TASKS FOR THIS EXERCISE
1: In the site updates, retype the passage starting with "Hello, and thank" and going on through "is the link.".
2: According to the site updates, which issue of Mom’s Favorite Reads carried the piece about nativity plays?
3: Proceed with the site updates, writing on from their final sentence.

EXTRACT PROVIDED
+ + + + +

Hello, and thank you for visiting my site. I hope that you'll return often and always find something of interest about my world and what inspires me to pick up a pen. (This is a figure of speech, unfortunately. My handwriting is terrible!) Here's what I've been up to recently...

Nativity Plays Remembered

Memories of my own participation in nativity plays and then watching my children in theirs inspired me to write the above, which has just come out in the December 2022 issue of Mom’s Favorite Reads.  As well as providing exposure for its contributors, this great free online magazine. can always be relied upon to provide beautiful illustrations. Here is the link.

7 December, 2022 Make the first comment on this story

It’s beginning to feel a lot like Christmas!

In a traditional magazine crammed with festive stories…

…I’m very proud to say that one of them is mine. It was inspired by memories of a Christmas present that not only gave me great pleasure but also the very first opportunity to see some of my writing in print. Thank you, John Bull!

+ + + + +

Named-object pointing records

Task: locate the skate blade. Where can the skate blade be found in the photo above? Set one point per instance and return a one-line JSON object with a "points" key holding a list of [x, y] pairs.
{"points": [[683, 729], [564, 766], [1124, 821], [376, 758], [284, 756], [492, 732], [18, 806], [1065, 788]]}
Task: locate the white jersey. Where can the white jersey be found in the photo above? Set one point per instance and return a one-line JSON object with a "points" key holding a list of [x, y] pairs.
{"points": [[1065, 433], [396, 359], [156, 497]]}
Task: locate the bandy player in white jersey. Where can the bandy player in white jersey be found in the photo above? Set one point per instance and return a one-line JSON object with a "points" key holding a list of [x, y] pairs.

+ + + + +

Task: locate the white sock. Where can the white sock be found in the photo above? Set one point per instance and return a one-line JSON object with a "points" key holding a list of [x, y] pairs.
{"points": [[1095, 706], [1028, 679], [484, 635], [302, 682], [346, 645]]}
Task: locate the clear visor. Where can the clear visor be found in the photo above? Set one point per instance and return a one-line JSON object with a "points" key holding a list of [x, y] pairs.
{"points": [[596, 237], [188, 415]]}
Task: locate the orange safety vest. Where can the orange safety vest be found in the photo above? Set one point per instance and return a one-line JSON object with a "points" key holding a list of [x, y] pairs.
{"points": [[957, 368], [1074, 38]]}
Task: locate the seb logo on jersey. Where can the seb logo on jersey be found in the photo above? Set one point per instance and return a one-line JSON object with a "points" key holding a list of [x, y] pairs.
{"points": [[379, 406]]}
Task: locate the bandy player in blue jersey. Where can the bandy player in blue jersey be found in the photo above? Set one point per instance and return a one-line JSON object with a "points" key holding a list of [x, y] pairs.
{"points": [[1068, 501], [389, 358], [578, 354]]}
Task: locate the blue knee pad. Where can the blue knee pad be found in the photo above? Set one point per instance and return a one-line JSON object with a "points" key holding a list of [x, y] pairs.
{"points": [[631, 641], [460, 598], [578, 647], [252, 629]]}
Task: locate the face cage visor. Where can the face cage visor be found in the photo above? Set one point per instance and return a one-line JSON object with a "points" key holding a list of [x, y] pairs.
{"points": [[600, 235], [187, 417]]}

+ + + + +

IN RESPONSE
1:
Hello, and thank you for visiting my site. I hope that you'll return often and always find something of interest about my world and what inspires me to pick up a pen. (This is a figure of speech, unfortunately. My handwriting is terrible!) Here's what I've been up to recently...

Nativity Plays Remembered

Memories of my own participation in nativity plays and then watching my children in theirs inspired me to write the above, which has just come out in the December 2022 issue of Mom’s Favorite Reads.  As well as providing exposure for its contributors, this great free online magazine. can always be relied upon to provide beautiful illustrations. Here is the link.

2: The December 2022 issue.

3:
11 November, 2022 Make the first comment on this story

Swanwick Writers’ Summer School 2022

As a regular delegate since 2006, I’ve written a great deal about the School but still find it hard to explain succinctly exactly what goes on there.  According to fellow Swanwicker Elizabeth Horrocks, it’s rather like an Edwardian house party but with the focus on writing rather than shooting, and I don’t think I can top that. Much new building has gone on since The Hayes was converted from a gentleman’s residence to a conference centre, but many original features have been retained. The main lounge offers a quiet retreat at most times of day, although the staircase is thought by some to be haunted. I’ve never felt anything untoward there myself, but who knows?

On Saturday 13th August, around 200 of us started to gather mid-afternoon. I was very happy to take on an ‘ambassadorial’ role again, welcoming first-timers before dinner and hosting a table. Thereafter, I kept an eye out all week for anyone looking lost or lonely. 

The drought had taken its toll, but the grounds were still lovely and I took myself off for a walk most mornings before breakfast.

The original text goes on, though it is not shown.